++++ RECORDS FOR THE TASK ++++

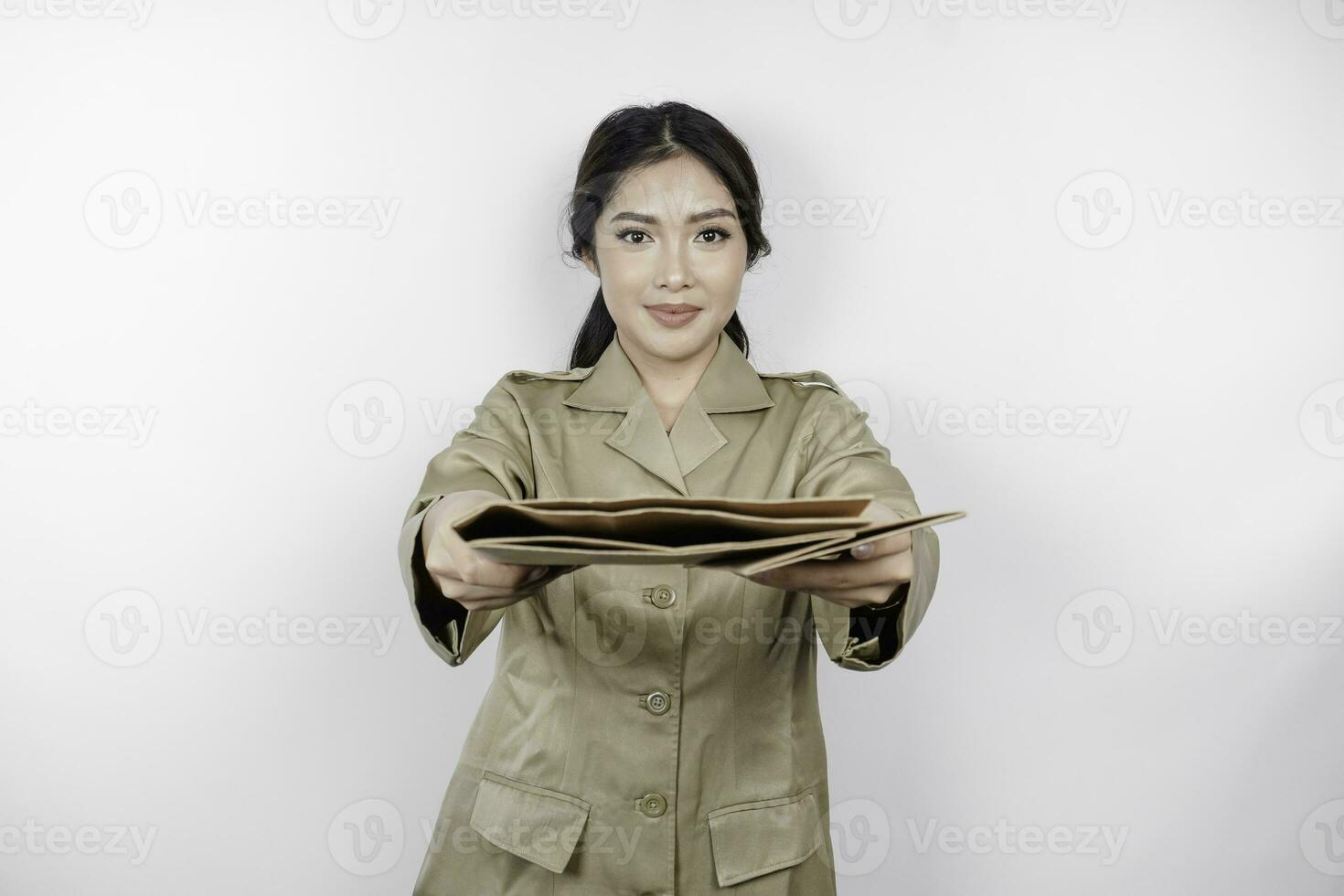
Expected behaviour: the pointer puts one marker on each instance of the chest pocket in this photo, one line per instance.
(757, 837)
(532, 822)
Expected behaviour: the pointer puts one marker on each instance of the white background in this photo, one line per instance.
(1034, 245)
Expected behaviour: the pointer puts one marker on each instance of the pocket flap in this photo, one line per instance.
(763, 836)
(532, 822)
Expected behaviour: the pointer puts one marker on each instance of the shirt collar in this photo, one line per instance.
(728, 384)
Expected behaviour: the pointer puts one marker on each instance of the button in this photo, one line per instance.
(652, 805)
(660, 595)
(657, 703)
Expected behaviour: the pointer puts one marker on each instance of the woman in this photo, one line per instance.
(655, 729)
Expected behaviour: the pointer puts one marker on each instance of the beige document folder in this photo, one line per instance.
(723, 534)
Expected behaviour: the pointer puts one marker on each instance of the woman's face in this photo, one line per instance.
(671, 255)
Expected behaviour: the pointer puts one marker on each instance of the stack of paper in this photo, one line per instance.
(743, 536)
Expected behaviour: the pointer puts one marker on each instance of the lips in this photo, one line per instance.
(669, 315)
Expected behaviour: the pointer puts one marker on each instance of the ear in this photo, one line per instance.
(591, 262)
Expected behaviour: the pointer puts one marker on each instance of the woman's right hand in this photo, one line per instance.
(463, 574)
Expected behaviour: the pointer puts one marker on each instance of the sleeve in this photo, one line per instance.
(843, 457)
(494, 454)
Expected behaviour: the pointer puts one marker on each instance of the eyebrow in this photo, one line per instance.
(652, 219)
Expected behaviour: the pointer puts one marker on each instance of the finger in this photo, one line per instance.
(466, 592)
(859, 598)
(476, 569)
(882, 547)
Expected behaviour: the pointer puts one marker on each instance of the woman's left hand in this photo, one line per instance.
(866, 575)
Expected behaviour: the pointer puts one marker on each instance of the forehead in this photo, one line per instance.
(669, 186)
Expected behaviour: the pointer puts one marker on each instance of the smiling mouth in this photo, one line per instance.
(671, 315)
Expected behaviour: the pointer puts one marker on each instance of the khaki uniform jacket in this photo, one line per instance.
(654, 729)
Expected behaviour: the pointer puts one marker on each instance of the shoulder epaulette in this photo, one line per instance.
(808, 378)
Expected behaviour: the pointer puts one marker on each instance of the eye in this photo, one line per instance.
(634, 231)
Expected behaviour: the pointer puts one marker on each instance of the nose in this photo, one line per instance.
(674, 271)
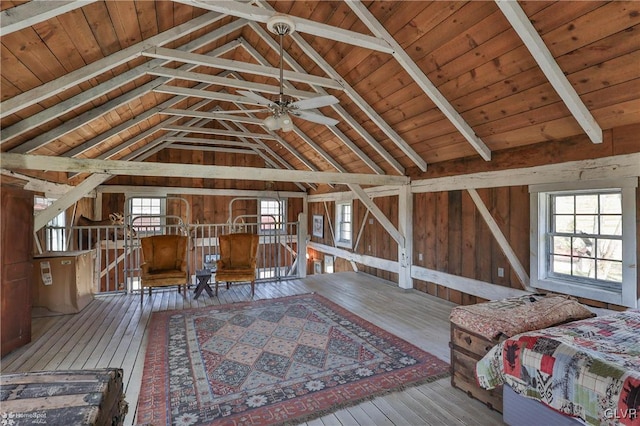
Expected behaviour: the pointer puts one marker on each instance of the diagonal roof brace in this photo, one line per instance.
(532, 40)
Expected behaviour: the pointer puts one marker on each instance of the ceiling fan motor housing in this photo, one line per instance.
(281, 25)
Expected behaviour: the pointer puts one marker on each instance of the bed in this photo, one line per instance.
(588, 369)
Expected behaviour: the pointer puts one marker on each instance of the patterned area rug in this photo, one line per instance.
(271, 361)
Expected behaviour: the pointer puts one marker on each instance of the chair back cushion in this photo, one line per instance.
(165, 252)
(239, 250)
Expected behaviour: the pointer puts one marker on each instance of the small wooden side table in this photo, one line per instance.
(203, 276)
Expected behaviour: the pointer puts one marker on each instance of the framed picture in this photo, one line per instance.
(318, 225)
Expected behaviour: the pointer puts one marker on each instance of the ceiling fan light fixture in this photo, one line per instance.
(285, 122)
(271, 123)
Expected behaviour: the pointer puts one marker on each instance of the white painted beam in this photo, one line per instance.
(134, 168)
(421, 79)
(212, 116)
(67, 200)
(614, 167)
(470, 286)
(371, 261)
(173, 190)
(502, 240)
(253, 13)
(540, 52)
(101, 66)
(230, 65)
(219, 132)
(33, 12)
(228, 82)
(290, 89)
(322, 63)
(378, 214)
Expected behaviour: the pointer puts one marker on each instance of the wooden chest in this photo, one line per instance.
(83, 397)
(467, 348)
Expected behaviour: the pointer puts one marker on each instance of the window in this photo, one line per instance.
(55, 231)
(343, 224)
(273, 215)
(147, 214)
(585, 243)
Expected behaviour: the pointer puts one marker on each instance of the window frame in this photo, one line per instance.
(148, 230)
(283, 216)
(341, 242)
(542, 278)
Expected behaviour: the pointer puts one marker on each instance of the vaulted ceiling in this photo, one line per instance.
(418, 82)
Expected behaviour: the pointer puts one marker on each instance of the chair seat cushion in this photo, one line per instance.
(247, 274)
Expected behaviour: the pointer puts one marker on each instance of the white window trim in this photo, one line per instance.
(339, 242)
(282, 202)
(539, 211)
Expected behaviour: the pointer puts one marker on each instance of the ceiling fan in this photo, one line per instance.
(283, 107)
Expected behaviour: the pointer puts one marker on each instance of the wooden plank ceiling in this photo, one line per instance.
(418, 82)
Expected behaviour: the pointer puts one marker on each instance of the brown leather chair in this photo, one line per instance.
(165, 262)
(238, 256)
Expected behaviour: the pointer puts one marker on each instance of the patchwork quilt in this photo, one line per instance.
(588, 369)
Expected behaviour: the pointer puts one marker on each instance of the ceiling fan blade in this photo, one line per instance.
(318, 102)
(260, 100)
(241, 111)
(316, 118)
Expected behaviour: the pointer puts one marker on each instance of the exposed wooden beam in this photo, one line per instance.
(33, 12)
(466, 285)
(378, 214)
(253, 13)
(247, 151)
(116, 82)
(348, 119)
(220, 132)
(290, 88)
(212, 116)
(166, 190)
(67, 200)
(502, 240)
(228, 64)
(135, 168)
(49, 189)
(540, 52)
(227, 82)
(101, 66)
(374, 262)
(421, 79)
(614, 167)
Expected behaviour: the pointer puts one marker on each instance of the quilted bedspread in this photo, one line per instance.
(588, 369)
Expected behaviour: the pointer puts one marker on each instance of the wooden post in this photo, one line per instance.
(405, 227)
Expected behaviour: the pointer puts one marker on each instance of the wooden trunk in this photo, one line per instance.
(83, 397)
(467, 349)
(17, 252)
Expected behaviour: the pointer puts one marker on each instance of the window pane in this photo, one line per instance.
(561, 265)
(610, 271)
(564, 224)
(611, 225)
(611, 203)
(563, 204)
(610, 249)
(562, 245)
(586, 204)
(583, 247)
(587, 224)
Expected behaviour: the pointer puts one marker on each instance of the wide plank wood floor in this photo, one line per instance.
(111, 332)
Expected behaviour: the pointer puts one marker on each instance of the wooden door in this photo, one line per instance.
(17, 255)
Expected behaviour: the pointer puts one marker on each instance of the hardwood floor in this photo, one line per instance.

++++

Output every line of the records above unchanged, and keep the pictures out.

• **RESPONSE FOR THIS EXERCISE**
Expected behaviour: the pointer puts one marker on each instance of the chest pocket in this photo, one line per instance.
(757, 837)
(532, 822)
Expected behaviour: the pointer puts one marker on each instance of the white background in this photo, one line per instance.
(1034, 245)
Expected behaviour: the pointer puts one marker on each instance of the pocket flap in this photo, one line per instance.
(763, 836)
(532, 822)
Expected behaviour: the pointer puts one marker on each instance of the shirt collar in this photo, one line per instance.
(728, 384)
Expected behaviour: the pointer puts one marker on each instance of the button in this photo, one line per instance.
(652, 805)
(660, 595)
(657, 703)
Expected behaviour: the pointer puts one marker on each instance of the woman in this photo, one line per instance.
(655, 729)
Expected behaviour: the pointer puts one marker on each instance of the beige document folder in this photo, one line per instance.
(723, 534)
Expected behaviour: the pointer puts one marker on each instance of the woman's face in this photo, one line per instance.
(671, 255)
Expected behaviour: the pointer puts one marker on each instance of the stack of paper in this photo, one line per instance.
(743, 536)
Expected behaviour: the pointer puts one marker on each instance of the lips in this photo, one line per instance.
(669, 315)
Expected behaviour: the pointer puts one marker on each instance of the ear in this photo, one line per instance.
(591, 262)
Expected behaviour: the pointer puts one marker on each instance of the woman's right hand in this photo, one line per instance.
(463, 574)
Expected behaviour: the pointer puts one marker on each instance of the sleeve in this photo, one line per instance.
(843, 457)
(494, 454)
Expected behaviour: the pointer puts one marker on each instance of the eyebrow in this photo, one line per instance.
(652, 219)
Expected behaviour: the pointer puts one marker on each instance of the finger in this photo, one line per instance.
(466, 592)
(859, 598)
(476, 569)
(882, 547)
Expected behaviour: the pointer puts one marker on each instance of the woman's left hand in this photo, one line per instance.
(866, 575)
Expected behaviour: the pointer puts one marker on each instance of the forehead in this photo, one line per instance.
(669, 186)
Expected behaviour: the pointer puts one marker on each instance of the smiling mouth in this photo, one line per instance.
(671, 315)
Expected behaviour: the pointer puts one marker on each instance of the khaki uniform jacket in this photo, one line per instance.
(654, 729)
Expected behaviour: the pointer puts one marker on each instance of the shoulder epaulette in this photo, one line per instance.
(808, 378)
Expected behaviour: the pointer puts one marker on each instance of the eye in this photo, one line per instance.
(634, 231)
Expected behaviour: the pointer puts one marker on each instance of the nose in this photo, one line per instance.
(674, 271)
Expected behaviour: the pointer puts one marker on each instance of the diagonal roof brace in this photo, one line per instance.
(532, 40)
Expected behaviour: the pointer puts one marker on each instance of the ceiling fan motor housing in this photo, one line per instance.
(281, 25)
Expected behaviour: the pointer puts one marker on each instance of the bed in this photo, one line per instance.
(588, 369)
Expected behaviour: the pointer puts one marker on each instance of the patterned area rug in this photo, one line per instance.
(271, 361)
Expected behaviour: the pointer puts one marker on each instance of the chair back cushion in this photo, one line per instance.
(165, 252)
(239, 250)
Expected behaviour: the pointer puts one marker on each instance of the small wooden side table in this photo, one line per instance.
(203, 276)
Expected behaviour: the pointer puts one marker on each instance of the framed picture in this photo, one line per instance.
(318, 225)
Expected behaviour: the pointer puts one marker on each instance of the ceiling fan light fixture in this photo, one line per instance.
(285, 122)
(271, 123)
Expected behaviour: the pointer puts one marker on each instance of the white painted beam in this photo, one line per instance.
(134, 168)
(421, 79)
(212, 116)
(67, 200)
(614, 167)
(470, 286)
(371, 261)
(173, 190)
(502, 240)
(253, 13)
(540, 52)
(101, 66)
(230, 65)
(219, 132)
(33, 12)
(228, 82)
(290, 89)
(322, 63)
(378, 214)
Expected behaviour: the pointer puts one marker on each instance of the wooden chest in this photo, one line per instance.
(83, 397)
(467, 348)
Expected behaviour: the pointer puts one marker on each instance of the window in this photo, one line per instance.
(55, 231)
(343, 224)
(273, 215)
(147, 214)
(585, 243)
Expected behaviour: the pointer puts one marker on each instance of the window frame in this photo, one line per instance.
(148, 230)
(283, 216)
(341, 242)
(542, 278)
Expected behaviour: the pointer puts one marker on each instance of the vaulted ceiling in this photo, one line per instance.
(418, 82)
Expected behaviour: the pointer puts one marker on each instance of the chair seat cushion in this photo, one line per instance.
(247, 274)
Expected behaviour: the pointer puts one marker on each instance of the white window trim in this photo, one line per instance.
(339, 242)
(282, 202)
(539, 211)
Expected behaviour: the pointer puts one marker on each instance of the ceiling fan in this photo, one line per instance.
(283, 107)
Expected behaviour: the pointer puts one marker on each instance of the wooden plank ceiling in this photo, one line per instance.
(418, 82)
Expected behaviour: the pointer puts one marker on each instance of the brown leather chair in this photo, one line per instance.
(165, 262)
(238, 256)
Expected behaviour: the pointer puts one marker on each instance of the patchwork quilt in this photo, one line per instance.
(588, 369)
Expected behaviour: the pointer puts one marker on each instance of the ceiling fan blade in this photo, one line per instance.
(318, 102)
(260, 100)
(241, 111)
(316, 118)
Expected behaviour: the pointer puts one marker on each instance of the exposed wooden beam in this photo, one line per instance.
(33, 12)
(466, 285)
(378, 214)
(253, 13)
(247, 151)
(116, 82)
(348, 119)
(220, 132)
(290, 88)
(212, 116)
(166, 190)
(67, 200)
(502, 240)
(228, 64)
(135, 168)
(49, 189)
(540, 52)
(227, 82)
(101, 66)
(374, 262)
(421, 79)
(614, 167)
Expected behaviour: the pointer puts one marker on each instance of the quilted bedspread in this photo, one line per instance.
(588, 369)
Expected behaviour: the pointer puts one marker on each instance of the wooden post in this photo, one line per instance.
(405, 227)
Expected behaviour: the pointer puts one marker on each instance of the wooden trunk in this photo, one line per instance.
(83, 397)
(467, 349)
(17, 252)
Expected behaviour: the pointer puts one marker on each instance of the window pane in this photo, one line per instance.
(561, 265)
(610, 271)
(564, 224)
(611, 225)
(611, 203)
(563, 204)
(610, 249)
(562, 245)
(586, 204)
(583, 247)
(587, 224)
Expected behaviour: the pointer puts one marker on each instance of the wide plank wood floor in this photo, one line per instance.
(111, 332)
Expected behaviour: the pointer puts one marker on each instance of the wooden door in this photo, one line per instance.
(17, 255)
Expected behaviour: the pointer puts one marker on each instance of the hardwood floor in this photo, one line per instance.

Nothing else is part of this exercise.